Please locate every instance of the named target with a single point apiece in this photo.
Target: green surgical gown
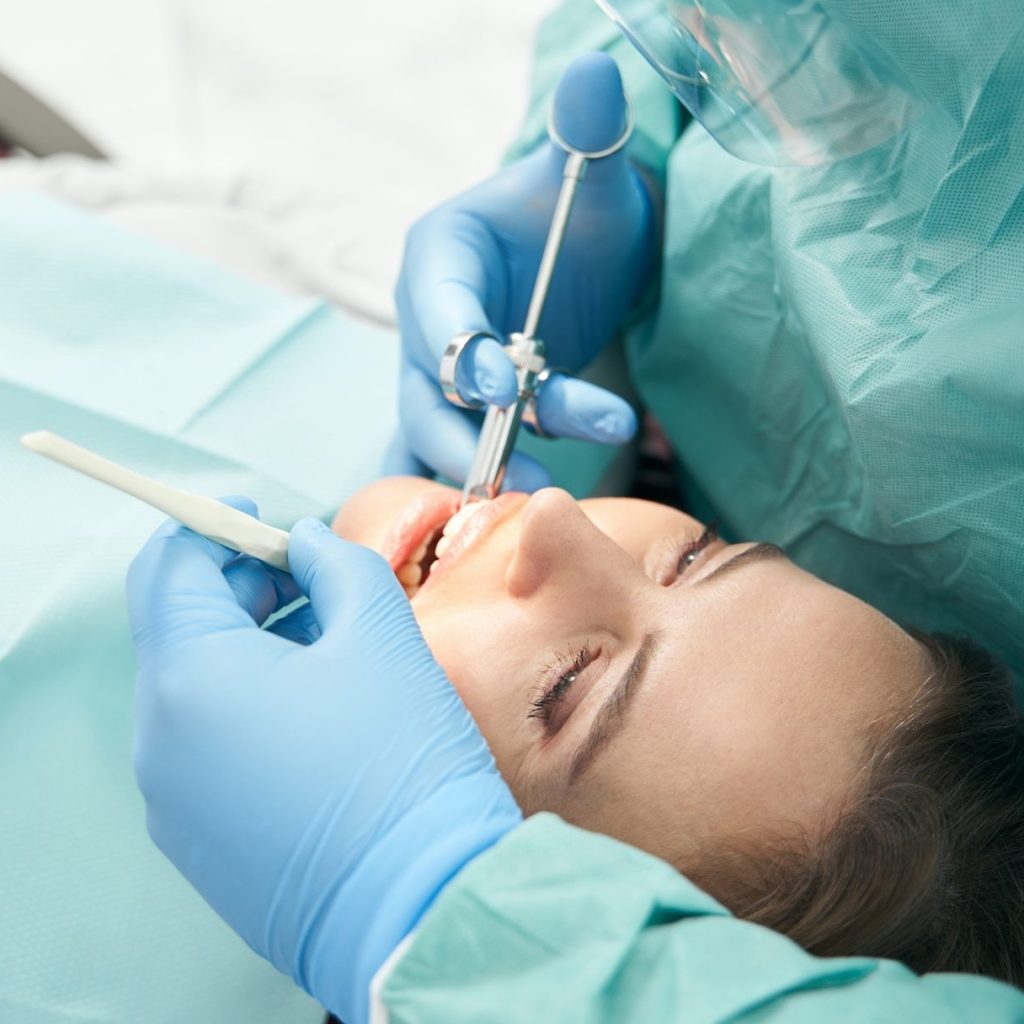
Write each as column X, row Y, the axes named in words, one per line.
column 837, row 352
column 555, row 924
column 838, row 356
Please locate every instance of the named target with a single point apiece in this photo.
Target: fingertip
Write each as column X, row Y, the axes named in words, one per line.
column 525, row 473
column 590, row 105
column 487, row 375
column 615, row 426
column 571, row 408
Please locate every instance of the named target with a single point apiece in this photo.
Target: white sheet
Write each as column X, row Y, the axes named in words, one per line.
column 295, row 141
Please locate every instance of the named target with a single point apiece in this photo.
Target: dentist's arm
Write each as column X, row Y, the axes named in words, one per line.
column 318, row 781
column 470, row 266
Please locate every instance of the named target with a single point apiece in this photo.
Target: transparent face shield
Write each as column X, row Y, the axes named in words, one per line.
column 774, row 81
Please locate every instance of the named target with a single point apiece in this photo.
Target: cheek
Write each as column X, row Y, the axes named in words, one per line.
column 468, row 648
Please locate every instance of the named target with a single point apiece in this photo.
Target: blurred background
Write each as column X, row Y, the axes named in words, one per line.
column 294, row 141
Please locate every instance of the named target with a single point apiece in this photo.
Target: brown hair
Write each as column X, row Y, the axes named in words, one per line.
column 926, row 864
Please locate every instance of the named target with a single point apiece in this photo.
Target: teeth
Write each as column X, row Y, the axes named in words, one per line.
column 410, row 574
column 462, row 517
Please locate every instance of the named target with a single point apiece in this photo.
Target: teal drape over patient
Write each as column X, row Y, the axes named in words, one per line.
column 838, row 352
column 187, row 373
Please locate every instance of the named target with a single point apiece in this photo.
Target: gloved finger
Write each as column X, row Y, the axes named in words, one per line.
column 260, row 589
column 484, row 373
column 299, row 626
column 590, row 113
column 444, row 437
column 453, row 272
column 176, row 586
column 343, row 581
column 567, row 407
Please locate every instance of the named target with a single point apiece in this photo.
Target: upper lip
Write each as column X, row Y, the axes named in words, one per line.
column 481, row 522
column 416, row 522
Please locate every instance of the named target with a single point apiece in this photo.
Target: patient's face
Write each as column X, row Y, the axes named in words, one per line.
column 628, row 680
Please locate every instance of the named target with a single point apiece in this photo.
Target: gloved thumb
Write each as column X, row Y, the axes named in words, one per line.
column 344, row 582
column 590, row 112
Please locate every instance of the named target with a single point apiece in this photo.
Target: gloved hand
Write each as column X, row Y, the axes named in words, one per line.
column 471, row 263
column 318, row 781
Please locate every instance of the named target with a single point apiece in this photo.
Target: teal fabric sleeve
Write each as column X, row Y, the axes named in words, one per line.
column 556, row 924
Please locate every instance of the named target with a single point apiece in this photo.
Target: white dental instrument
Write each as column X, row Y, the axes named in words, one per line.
column 205, row 515
column 524, row 349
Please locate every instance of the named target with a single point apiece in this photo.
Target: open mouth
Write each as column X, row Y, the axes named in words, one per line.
column 434, row 543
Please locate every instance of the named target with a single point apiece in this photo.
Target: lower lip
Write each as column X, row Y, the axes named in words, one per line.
column 417, row 521
column 480, row 523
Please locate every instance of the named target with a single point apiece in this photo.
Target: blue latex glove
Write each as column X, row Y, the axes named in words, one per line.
column 471, row 263
column 317, row 781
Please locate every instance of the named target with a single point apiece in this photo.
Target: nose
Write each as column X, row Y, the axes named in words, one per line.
column 559, row 548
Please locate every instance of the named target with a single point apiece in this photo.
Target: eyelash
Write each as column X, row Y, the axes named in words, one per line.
column 542, row 708
column 689, row 552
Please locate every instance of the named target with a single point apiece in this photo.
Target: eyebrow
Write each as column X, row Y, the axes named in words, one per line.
column 611, row 715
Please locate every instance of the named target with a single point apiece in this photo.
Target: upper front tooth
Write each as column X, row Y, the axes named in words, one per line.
column 410, row 574
column 462, row 517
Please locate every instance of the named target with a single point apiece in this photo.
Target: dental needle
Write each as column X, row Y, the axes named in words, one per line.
column 204, row 515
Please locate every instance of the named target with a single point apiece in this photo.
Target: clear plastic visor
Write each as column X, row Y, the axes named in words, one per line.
column 774, row 81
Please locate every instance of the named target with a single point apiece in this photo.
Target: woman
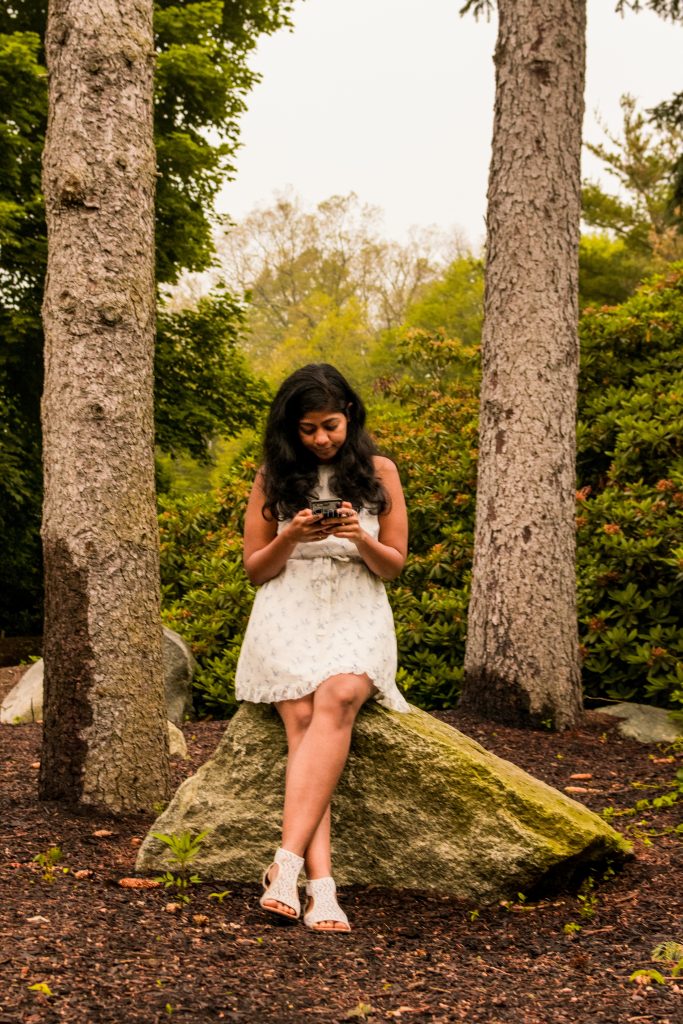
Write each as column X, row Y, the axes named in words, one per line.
column 321, row 639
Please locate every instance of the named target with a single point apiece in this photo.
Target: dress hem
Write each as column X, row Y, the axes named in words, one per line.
column 305, row 689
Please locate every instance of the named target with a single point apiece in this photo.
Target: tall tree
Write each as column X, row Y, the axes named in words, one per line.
column 521, row 662
column 104, row 735
column 202, row 79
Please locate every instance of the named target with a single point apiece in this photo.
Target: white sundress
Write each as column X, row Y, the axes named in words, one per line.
column 324, row 614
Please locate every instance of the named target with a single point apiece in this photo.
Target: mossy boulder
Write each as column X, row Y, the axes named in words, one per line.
column 419, row 806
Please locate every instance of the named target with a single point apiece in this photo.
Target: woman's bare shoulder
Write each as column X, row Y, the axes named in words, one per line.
column 384, row 466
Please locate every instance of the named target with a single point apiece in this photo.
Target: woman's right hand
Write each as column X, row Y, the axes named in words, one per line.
column 305, row 527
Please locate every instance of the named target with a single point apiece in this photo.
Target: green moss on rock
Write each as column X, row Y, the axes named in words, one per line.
column 419, row 806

_____

EXERCISE OBJECTIVE — Print all entries exactly, without images.

PROBLEM SOLUTION —
Please locate every instance of the named target with a single point apiece in this photo.
Target: green surgical gown
Write each as column X, row Y, the axes named in words, one per line.
column 837, row 352
column 555, row 924
column 838, row 356
Please locate every instance of the named target with a single point apiece in this photo.
Target: fingertip
Write each as column X, row Y, the axes named in words, one per line.
column 525, row 473
column 590, row 105
column 487, row 375
column 615, row 426
column 571, row 408
Please locate every instance of the named target with a single point apiece in this photo.
Target: white sheet
Write each as column X, row Y, the axes named in words, one per line.
column 295, row 141
Please locate every instance of the named target with a single point apiece in this photo.
Target: dentist's arm
Write each as column X, row Y, the axes named in words, one per line.
column 318, row 781
column 470, row 266
Please locate every instance of the named target with a single point apiece in this photo.
Target: transparent face shield
Write each as column X, row Y, the axes named in words, one per line.
column 774, row 81
Please locate every instance of the named target with a single point apiece in this photo.
Target: cheek
Write each as column X, row Y, the axes named in words, one per line.
column 468, row 648
Please locate every instance of the named target with a single point apiece in this photo.
Target: blurred background
Write each as column X, row Y, the axes named in words, one per line.
column 294, row 141
Please locate every instance of the named target with a single point apiece in this photo.
Target: brown hair
Write each as column X, row Y, the axes named in words, one per line.
column 926, row 864
Please locate every instance of the named target with a single point apiece in this photo.
Target: teeth
Write each as column X, row Y, the axes named in words, one per line.
column 410, row 574
column 462, row 517
Please locate every instance of the named target with a single point apiece in this photo.
Target: teal drape over patient
Write each as column X, row Y, the axes named in words, one per line.
column 838, row 352
column 187, row 373
Please locate every instance of the named target with a single point apiece in this photo.
Target: gloved finger
Write each as column X, row Y, the axes named in words, one per line.
column 260, row 589
column 484, row 373
column 299, row 626
column 590, row 113
column 444, row 437
column 453, row 272
column 176, row 586
column 343, row 581
column 567, row 407
Please locate every instance of the named target with a single point apiece in this photo.
Target: upper lip
Write each as column X, row Y, the axes named in words, one per line.
column 481, row 522
column 416, row 522
Please locate every instance of the named target with a single point apiece in this photo.
Target: patient's face
Write each as column X, row Y, the axes named in words, one per line.
column 628, row 680
Please locate every instance of the named target with a single point apiece in this photo.
Target: gloved thumb
Write each as column X, row Y, the axes named in words, one per line.
column 344, row 582
column 590, row 112
Please locate every instance of the named target with a single point apiece in this photo.
Target: gloved hand
Write each as column X, row Y, the axes named in words, one per line.
column 471, row 263
column 318, row 781
Please locate every instance of the named target with a single point apiece in this photo.
Target: teal fabric sleeve
Write each as column X, row Y, the axes named in words, one per line.
column 556, row 924
Please locate every instance of the named target with a single point apiece in this photo.
Target: white dental instrument
Write each as column X, row Y, the axes named in words, one per line.
column 205, row 515
column 524, row 349
Please locate every instance of the named target with a single point apiece in this photo.
Target: open mouth
Write each as column X, row Y, the axes named in words, one per line.
column 434, row 543
Please locate every instance of the named target with a single point apiece in this photo.
Target: lower lip
Write each as column X, row Y, the axes named in words, one per line.
column 417, row 521
column 480, row 523
Please locate every instance of the named target with a single point apiece in this photo.
Target: blue latex glove
Write each as column X, row Y, the axes named in words, one per line.
column 471, row 263
column 317, row 781
Please locate every instance of the named target with a single point apiece in this photo.
Target: nose
Write each as column X, row Y, the axes named in words, one per line.
column 559, row 548
Please locate every instance of the named target with a single point apiece in this photo.
Target: eyelash
Write each as column X, row Y, the axes named in words, one per line.
column 542, row 708
column 689, row 552
Please locate every instance of the named target with a single point apiece in this photo.
Target: eyebrow
Write each as column X, row Y, the axes named in words, one per line.
column 611, row 715
Please locate every instance of the named target with a single point apiece in this photo.
Target: upper front tooth
Write each as column X, row Y, the axes named in words, one per line.
column 410, row 574
column 462, row 517
Please locate every instance of the named target with a single point apiece in this photo.
Target: dental needle
Write each as column X, row Y, the axes named in words, one per line.
column 204, row 515
Please locate every instance of the named target with a single point apiece in this photo.
Target: clear plastic visor
Write each as column X, row Y, the axes named in words, one per line.
column 774, row 81
Please locate every instance of the named target with a single point apiece in this photo.
Target: woman
Write each as column X, row Y, the axes named in words, one per line.
column 321, row 639
Please locate every instance of the named target with a single point apiece in this photo.
Target: dress hem
Write each as column X, row Y, the axes named in words, one per line.
column 305, row 689
Please locate every instance of the named target with a single point apiece in this photo.
Target: tall tree
Write each as column X, row Y, the axes named in words, one per line.
column 521, row 662
column 104, row 735
column 202, row 79
Please locate every instance of the named target with a single point apiece in this photo.
Target: white sundress
Write each as column X, row Y, the axes named in words, one per line.
column 324, row 614
Please locate every instance of the named target with a single point apiece in this photo.
Target: mossy boulder
Write each as column X, row Y, the axes named in words, one per line.
column 419, row 806
Please locate every instance of the named target with a single point apiece in this photo.
Target: woman's bare shoulder
Write each as column X, row Y, the axes named in words, one per line.
column 384, row 466
Please locate every instance of the named target with a single point apiece in this photo.
Target: woman's right hand
Write each as column X, row Y, the axes named in words, one per line.
column 305, row 527
Please locate every instance of the named target with a single point apiece in this photo.
Target: green moss on rock
Write each as column X, row Y, the axes named in words, one per line.
column 419, row 806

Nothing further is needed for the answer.